◆ TASK ◆
Return every line of the records below without changing a single character.

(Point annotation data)
----

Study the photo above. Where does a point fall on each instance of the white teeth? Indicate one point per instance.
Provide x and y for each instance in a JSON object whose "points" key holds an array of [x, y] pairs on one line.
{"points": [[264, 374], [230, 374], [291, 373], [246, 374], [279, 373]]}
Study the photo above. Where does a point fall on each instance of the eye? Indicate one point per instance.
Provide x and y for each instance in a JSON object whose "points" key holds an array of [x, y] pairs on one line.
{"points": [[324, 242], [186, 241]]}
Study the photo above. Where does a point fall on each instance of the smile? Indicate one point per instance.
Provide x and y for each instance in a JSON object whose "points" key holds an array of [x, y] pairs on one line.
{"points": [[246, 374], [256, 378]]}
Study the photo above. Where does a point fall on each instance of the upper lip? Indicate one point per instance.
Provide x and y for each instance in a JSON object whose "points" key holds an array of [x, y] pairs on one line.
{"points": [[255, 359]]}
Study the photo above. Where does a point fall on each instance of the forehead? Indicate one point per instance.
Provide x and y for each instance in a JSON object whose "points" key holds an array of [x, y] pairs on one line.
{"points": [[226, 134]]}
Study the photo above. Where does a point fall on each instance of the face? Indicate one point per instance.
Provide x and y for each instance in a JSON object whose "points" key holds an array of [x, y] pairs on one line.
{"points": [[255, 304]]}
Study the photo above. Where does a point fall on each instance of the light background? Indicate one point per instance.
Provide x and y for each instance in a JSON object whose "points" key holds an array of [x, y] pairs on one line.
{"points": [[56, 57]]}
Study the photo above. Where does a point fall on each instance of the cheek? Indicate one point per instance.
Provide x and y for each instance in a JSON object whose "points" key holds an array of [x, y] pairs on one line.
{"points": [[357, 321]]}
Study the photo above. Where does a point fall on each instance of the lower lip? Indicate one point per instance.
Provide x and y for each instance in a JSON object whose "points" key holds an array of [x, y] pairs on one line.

----

◆ FINISHED ANSWER ◆
Study the photo above. Where does a point fall on each instance of the white teeth? Indicate one point per instance.
Provide x and y for each instance in a JSON object whose "points" key holds an array of [x, y] pairs on one line.
{"points": [[264, 374], [230, 374], [291, 373], [246, 374], [279, 373]]}
Study the photo above. Where does a point fall on each instance of the eye? Indicate one point per instance.
Provide x and y for each instance in a JSON object whose "points" key holds an array of [x, y] pairs on one line.
{"points": [[324, 242], [186, 241]]}
Study the photo above. Where does a point fall on each instance of the smile? Indicate one point per instance.
Provide x and y for each instance in a JSON object whose "points" key holds an array of [x, y] pairs on one line.
{"points": [[246, 374], [256, 378]]}
Study the photo above. Where does a point fall on each instance of the upper lip? Indicate one point per instance.
Provide x and y for each instance in a JSON object whose "points" key holds an array of [x, y] pairs on one line.
{"points": [[255, 359]]}
Study the photo above. Where does a point fall on each instance of the forehead? Indicate one point per instance.
Provide x and y for each instance in a JSON object whose "points" key holds an array of [x, y] pairs on one line.
{"points": [[226, 134]]}
Study the photo above. Where does a point fall on each instance of the face? Indicate one point per instance.
Provide x and y for each instance in a JSON object whose "points" key holds an array of [x, y] pairs on one line.
{"points": [[255, 304]]}
Study the photo above. Where does a point fall on each instance of the light background? Indicate one point per instance.
Provide x and y for each instance in a JSON object whose "points" key holds an array of [x, y] pairs on one line.
{"points": [[56, 57]]}
Study the photo above. Where does a point fall on each instance of the cheek? Indicate one point per instance.
Provide x and y for each instance in a JSON object whose "points" key holds an array of [x, y] pairs on one line.
{"points": [[357, 321]]}
Study the photo above. Where does a point fall on each instance of the lower lip? Indicate one point per instance.
Provide x and y for each instance in a JSON object whose "points" key holds an array of [x, y] pairs on one line.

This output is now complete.